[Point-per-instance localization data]
▼

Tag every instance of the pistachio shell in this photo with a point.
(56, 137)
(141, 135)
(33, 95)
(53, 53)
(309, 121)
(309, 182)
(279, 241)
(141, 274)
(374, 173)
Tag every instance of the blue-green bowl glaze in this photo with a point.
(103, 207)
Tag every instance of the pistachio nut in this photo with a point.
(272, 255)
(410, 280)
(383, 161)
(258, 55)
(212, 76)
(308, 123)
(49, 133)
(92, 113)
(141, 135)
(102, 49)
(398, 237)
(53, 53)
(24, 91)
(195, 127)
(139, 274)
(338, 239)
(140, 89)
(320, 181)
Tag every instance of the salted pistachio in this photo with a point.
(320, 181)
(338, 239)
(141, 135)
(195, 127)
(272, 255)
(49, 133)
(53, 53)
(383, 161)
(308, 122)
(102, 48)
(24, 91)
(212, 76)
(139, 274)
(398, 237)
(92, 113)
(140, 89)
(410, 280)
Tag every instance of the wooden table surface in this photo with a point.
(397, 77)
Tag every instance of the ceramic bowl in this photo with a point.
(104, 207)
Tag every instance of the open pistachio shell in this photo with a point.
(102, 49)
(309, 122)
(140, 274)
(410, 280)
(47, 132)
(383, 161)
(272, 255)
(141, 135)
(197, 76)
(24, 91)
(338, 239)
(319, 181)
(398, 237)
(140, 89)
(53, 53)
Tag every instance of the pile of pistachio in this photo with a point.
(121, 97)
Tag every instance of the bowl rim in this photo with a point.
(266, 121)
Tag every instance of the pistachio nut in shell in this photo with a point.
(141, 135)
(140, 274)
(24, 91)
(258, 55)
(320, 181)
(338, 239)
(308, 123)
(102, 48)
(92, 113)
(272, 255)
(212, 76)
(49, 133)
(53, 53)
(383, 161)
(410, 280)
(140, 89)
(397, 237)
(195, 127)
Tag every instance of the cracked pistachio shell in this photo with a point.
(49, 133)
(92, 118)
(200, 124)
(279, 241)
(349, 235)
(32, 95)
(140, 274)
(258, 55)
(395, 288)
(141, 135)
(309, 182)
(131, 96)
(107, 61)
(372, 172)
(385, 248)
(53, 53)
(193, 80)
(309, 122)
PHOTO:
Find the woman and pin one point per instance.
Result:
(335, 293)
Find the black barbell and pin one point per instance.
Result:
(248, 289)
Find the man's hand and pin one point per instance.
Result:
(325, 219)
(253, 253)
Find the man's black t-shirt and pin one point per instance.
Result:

▲

### Exercise brief
Exactly the lines from the one containing "Find the man's black" to the final line of the entries must be restated, and no others.

### Answer to this exercise
Find the man's black t-shirt and pin one point per instance.
Result:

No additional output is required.